● **EXERCISE**
Please reproduce each of the rows below verbatim, leaving none out.

Rows from a collection
========
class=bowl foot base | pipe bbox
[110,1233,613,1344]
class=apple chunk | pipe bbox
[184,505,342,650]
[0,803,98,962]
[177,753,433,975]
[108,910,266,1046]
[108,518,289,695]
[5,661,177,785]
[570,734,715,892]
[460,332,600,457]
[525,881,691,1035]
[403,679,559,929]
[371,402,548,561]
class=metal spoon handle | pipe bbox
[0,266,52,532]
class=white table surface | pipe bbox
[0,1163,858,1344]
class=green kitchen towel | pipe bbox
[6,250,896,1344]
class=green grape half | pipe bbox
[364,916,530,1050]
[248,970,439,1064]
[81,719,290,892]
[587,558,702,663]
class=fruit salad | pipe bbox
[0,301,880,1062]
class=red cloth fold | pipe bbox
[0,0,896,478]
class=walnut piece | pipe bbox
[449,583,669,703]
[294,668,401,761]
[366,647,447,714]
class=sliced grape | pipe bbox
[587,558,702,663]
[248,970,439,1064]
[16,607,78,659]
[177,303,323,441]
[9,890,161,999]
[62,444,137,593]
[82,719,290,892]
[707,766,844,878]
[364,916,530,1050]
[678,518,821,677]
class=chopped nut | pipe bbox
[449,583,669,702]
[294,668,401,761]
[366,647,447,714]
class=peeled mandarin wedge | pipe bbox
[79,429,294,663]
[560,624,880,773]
========
● **EXERCISE ANSWER**
class=bowl foot base | pipe bbox
[110,1233,613,1344]
class=apple chunk | pipe bbox
[184,505,342,650]
[0,803,98,962]
[177,753,433,975]
[108,910,266,1046]
[108,518,289,695]
[5,661,177,785]
[570,734,715,892]
[460,332,600,457]
[525,881,691,1035]
[403,679,559,929]
[371,402,548,561]
class=metal spoon handle | pipe bbox
[0,266,52,532]
class=white table surface | pipe bbox
[0,1163,858,1344]
class=green kitchen towel | pipe bbox
[6,250,896,1344]
class=green grape half | pipe bbox
[364,916,530,1050]
[248,970,439,1064]
[81,719,290,892]
[587,558,702,663]
class=fruit salad | pipe bbox
[0,301,880,1062]
class=red cloth fold | pipe bbox
[0,0,896,478]
class=walnut piece | pipe bbox
[449,583,669,703]
[294,668,401,761]
[366,647,447,714]
class=sliced grape | pipe bbox
[587,558,702,663]
[248,970,439,1064]
[16,607,78,659]
[177,303,323,441]
[9,890,161,999]
[62,444,137,593]
[82,719,290,892]
[707,766,844,878]
[364,916,530,1050]
[678,518,821,677]
class=chopped nut | pipe bbox
[449,583,669,702]
[294,668,401,761]
[366,647,447,714]
class=peeled mandarin wedge | pipe bbox
[79,429,294,663]
[560,624,880,773]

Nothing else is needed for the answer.